[Data section]

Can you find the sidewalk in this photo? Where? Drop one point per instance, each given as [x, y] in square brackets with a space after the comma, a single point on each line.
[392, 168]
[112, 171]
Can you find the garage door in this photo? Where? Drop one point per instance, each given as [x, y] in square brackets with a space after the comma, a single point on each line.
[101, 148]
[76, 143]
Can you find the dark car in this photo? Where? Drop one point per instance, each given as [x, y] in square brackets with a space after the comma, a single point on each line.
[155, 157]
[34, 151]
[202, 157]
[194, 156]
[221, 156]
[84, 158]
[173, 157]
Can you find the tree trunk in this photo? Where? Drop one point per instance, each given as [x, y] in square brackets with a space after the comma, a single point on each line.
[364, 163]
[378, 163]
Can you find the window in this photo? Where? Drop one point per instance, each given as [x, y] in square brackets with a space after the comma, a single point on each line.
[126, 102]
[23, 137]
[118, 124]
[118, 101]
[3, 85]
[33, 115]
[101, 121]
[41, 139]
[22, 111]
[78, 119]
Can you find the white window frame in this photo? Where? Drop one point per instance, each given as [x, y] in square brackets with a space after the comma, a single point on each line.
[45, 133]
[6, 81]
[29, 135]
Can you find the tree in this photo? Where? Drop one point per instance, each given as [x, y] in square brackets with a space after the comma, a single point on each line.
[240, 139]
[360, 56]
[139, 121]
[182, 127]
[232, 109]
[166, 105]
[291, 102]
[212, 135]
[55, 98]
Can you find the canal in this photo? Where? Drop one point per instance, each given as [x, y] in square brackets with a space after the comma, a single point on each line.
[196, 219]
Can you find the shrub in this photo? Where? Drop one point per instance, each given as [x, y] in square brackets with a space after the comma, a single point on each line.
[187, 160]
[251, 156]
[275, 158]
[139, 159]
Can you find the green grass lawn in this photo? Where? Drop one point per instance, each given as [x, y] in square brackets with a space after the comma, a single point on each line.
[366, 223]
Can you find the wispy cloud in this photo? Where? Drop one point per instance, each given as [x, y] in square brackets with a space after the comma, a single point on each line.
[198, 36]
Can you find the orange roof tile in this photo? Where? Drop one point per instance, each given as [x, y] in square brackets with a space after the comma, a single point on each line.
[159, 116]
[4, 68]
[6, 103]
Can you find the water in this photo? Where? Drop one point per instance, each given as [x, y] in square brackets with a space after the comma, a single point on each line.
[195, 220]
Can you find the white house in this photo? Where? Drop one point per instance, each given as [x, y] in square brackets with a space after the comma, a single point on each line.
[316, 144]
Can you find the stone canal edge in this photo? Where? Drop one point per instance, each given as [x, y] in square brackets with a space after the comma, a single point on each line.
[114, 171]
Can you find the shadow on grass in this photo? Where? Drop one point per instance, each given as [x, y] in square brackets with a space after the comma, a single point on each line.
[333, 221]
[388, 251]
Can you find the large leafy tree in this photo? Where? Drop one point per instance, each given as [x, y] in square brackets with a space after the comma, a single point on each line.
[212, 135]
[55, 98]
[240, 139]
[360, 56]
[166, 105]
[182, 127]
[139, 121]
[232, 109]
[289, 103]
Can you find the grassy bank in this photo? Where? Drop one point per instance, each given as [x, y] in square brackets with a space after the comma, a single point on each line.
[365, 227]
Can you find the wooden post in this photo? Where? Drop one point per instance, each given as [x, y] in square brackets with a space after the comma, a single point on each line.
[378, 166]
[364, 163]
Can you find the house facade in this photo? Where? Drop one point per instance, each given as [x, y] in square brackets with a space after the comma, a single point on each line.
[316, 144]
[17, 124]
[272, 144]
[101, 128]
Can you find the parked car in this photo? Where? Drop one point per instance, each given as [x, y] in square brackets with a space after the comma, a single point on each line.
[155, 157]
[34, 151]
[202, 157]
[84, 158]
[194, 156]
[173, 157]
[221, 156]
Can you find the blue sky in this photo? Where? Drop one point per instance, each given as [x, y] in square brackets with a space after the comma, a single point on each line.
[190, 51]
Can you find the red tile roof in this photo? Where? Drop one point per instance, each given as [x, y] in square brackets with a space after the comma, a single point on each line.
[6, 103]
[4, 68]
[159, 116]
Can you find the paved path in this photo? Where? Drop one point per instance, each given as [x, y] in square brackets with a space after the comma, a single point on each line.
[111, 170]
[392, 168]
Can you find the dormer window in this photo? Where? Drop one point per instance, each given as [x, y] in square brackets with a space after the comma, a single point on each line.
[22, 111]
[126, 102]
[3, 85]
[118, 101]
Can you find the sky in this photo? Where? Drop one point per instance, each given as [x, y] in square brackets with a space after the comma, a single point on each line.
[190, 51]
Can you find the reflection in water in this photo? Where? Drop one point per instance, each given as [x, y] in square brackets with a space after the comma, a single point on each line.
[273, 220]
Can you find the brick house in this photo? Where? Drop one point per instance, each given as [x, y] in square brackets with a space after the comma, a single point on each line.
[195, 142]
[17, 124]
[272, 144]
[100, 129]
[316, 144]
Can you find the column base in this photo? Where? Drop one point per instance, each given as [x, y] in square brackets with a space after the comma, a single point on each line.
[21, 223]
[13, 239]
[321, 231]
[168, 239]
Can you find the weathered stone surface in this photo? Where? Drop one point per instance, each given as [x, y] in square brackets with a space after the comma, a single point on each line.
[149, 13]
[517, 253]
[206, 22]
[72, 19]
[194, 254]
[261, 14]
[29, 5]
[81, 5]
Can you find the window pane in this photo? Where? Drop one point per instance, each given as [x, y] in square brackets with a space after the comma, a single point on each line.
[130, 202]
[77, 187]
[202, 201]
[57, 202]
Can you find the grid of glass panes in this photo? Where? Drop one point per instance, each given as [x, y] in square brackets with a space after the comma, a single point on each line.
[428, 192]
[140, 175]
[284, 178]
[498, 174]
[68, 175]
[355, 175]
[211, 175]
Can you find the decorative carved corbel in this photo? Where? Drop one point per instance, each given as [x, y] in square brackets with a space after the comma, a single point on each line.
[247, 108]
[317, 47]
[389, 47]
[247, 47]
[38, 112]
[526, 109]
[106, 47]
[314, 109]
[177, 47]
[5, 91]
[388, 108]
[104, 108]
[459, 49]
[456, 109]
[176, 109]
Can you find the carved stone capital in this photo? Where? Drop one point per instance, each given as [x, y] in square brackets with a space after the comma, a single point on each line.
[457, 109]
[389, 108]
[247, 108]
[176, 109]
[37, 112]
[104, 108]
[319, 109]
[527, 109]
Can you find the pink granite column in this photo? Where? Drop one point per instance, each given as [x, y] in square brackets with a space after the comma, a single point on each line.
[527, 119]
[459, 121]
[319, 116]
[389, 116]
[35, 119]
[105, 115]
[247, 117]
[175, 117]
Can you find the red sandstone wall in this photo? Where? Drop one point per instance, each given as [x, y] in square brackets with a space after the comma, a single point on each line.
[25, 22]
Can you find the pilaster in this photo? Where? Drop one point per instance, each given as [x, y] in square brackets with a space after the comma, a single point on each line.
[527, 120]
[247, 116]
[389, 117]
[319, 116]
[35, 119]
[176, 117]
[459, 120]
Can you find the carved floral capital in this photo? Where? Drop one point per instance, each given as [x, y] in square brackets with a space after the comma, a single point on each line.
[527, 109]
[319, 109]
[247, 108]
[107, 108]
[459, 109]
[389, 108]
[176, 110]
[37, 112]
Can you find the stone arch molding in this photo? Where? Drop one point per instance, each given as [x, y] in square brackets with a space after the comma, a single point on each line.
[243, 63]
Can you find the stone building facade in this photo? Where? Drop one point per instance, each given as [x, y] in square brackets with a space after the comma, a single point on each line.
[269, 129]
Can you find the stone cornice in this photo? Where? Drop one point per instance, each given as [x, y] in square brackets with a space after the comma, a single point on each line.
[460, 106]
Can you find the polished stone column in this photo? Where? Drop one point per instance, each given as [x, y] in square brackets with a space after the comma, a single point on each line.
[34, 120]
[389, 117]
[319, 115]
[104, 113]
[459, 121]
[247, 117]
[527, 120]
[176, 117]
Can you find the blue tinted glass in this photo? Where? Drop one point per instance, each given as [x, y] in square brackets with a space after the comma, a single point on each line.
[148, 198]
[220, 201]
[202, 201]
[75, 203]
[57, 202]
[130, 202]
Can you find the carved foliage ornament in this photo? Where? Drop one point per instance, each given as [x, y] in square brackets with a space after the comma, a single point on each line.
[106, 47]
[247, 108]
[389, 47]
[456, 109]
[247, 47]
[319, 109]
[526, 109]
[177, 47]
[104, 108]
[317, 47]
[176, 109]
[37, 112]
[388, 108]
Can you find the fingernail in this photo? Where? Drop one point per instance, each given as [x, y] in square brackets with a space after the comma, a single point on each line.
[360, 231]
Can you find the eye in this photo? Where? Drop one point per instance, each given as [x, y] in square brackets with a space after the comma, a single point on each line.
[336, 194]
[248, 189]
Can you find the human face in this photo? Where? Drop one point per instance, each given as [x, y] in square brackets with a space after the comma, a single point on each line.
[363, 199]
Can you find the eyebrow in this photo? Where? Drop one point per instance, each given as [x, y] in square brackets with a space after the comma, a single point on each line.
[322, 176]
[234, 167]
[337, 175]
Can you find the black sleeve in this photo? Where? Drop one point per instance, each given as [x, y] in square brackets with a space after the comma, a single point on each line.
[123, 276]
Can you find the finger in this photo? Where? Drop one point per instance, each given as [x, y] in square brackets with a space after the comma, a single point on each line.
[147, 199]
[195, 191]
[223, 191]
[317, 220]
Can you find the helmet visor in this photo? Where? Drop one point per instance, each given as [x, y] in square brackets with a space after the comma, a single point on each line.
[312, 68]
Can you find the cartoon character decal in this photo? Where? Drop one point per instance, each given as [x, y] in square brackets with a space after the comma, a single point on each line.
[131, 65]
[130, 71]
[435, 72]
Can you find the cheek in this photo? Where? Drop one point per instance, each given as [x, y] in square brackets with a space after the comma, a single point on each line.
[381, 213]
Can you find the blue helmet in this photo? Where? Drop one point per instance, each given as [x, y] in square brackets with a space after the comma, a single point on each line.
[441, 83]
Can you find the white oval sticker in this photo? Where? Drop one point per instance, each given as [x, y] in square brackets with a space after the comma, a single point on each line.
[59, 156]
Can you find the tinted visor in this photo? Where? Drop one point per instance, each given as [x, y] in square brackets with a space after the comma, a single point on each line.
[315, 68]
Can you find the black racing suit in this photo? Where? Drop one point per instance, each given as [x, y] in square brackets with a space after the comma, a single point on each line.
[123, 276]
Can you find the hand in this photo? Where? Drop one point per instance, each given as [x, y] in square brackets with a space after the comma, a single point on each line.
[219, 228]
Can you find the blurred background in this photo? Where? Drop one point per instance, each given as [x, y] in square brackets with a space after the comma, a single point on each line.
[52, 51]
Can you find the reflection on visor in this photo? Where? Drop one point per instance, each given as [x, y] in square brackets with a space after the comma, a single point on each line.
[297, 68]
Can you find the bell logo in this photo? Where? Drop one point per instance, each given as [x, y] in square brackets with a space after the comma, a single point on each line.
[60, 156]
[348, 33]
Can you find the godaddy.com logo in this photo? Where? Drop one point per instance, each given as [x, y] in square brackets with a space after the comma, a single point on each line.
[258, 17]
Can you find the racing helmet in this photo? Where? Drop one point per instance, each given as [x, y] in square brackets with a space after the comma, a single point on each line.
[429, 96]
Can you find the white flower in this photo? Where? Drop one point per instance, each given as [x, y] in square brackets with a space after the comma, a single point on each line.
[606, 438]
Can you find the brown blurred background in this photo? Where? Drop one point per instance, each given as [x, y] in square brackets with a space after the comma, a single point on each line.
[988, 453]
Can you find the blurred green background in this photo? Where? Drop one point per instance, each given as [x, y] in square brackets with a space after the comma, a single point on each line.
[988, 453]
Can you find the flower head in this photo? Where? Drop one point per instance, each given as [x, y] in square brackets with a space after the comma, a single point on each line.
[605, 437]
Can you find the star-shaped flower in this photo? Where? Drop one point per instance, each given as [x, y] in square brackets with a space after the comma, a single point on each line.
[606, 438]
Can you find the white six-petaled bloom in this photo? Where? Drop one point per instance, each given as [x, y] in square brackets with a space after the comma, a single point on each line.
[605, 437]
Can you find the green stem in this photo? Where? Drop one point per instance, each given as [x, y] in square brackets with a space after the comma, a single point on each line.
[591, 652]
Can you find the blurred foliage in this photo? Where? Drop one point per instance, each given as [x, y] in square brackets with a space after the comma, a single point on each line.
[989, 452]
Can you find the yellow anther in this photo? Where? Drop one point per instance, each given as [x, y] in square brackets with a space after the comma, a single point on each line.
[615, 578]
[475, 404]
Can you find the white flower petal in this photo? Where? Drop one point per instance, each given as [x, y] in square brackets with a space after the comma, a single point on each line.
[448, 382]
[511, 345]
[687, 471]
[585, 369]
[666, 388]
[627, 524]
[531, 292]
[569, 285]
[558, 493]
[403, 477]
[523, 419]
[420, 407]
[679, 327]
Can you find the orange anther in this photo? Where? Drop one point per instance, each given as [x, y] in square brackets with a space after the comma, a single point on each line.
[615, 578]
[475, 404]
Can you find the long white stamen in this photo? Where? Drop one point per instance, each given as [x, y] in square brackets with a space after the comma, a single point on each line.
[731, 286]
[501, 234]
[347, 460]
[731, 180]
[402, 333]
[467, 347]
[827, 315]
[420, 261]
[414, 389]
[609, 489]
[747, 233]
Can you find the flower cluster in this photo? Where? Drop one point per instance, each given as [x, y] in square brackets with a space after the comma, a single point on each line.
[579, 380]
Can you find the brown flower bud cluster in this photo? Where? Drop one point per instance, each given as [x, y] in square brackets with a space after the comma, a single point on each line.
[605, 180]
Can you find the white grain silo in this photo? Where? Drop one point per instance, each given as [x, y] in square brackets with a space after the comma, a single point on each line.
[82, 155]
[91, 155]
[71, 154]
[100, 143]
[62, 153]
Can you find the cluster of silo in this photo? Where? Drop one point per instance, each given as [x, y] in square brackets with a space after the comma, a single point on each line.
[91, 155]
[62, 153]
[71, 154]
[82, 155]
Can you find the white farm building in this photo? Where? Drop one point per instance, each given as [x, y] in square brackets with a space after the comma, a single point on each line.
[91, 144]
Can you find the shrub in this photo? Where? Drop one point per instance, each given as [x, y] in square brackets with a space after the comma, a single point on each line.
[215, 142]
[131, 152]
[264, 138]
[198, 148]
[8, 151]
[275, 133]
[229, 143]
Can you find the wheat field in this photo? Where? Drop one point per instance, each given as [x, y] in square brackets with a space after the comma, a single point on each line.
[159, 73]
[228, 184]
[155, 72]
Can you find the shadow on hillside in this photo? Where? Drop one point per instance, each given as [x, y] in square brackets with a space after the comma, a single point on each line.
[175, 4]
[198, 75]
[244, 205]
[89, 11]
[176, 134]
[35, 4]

[/Data section]

**Problem details**
The response should be the lines from the one containing "Can you find the flower cluster" through the last line of the data, set down exactly and with no other line.

**Output for this task**
Can you find the flower cluster in this photo? Where? Drop one point per instance, each given as [x, y] in square brackets with a space after the comma, a single point on each line.
[579, 380]
Can you find the brown flower bud cluster in this photo? Where? Drop one point per instance, each given as [x, y] in square brackets with a space after the comma, a single point on each line.
[605, 180]
Can you find the white grain silo in this photo? Where? Drop one point per instance, each given as [x, y] in square brackets with a space after the comma, a single point on each line.
[82, 155]
[91, 155]
[71, 154]
[100, 143]
[62, 153]
Can you find the cluster of silo in this photo? Where? Drop one point per instance, each given as [x, y] in square brackets with a space after the comma, a single point on each line.
[91, 155]
[62, 153]
[71, 154]
[82, 155]
Can you find the white farm building in this photo? Where? Drop one point per instance, each given as [x, y] in square brackets with a space after the comma, a single point on each line.
[91, 144]
Can you find the shrub in this photo? Where? Drop one point per instance, each given as [x, y] in square brackets with a space after the comma, a single point on each line.
[215, 142]
[131, 152]
[264, 138]
[198, 148]
[8, 151]
[275, 133]
[229, 143]
Can you find the wheat field in this photo? Where? Drop one point per instance, each given as [x, y] in square brackets with a space after the comma, a single point on each line.
[159, 73]
[228, 184]
[155, 72]
Can you find the shadow on hillside in this photo? Where? Drop one point per instance, each given as [x, y] in square brackets with a space after the comma, a single point on each line.
[175, 4]
[198, 75]
[244, 205]
[89, 11]
[176, 134]
[35, 4]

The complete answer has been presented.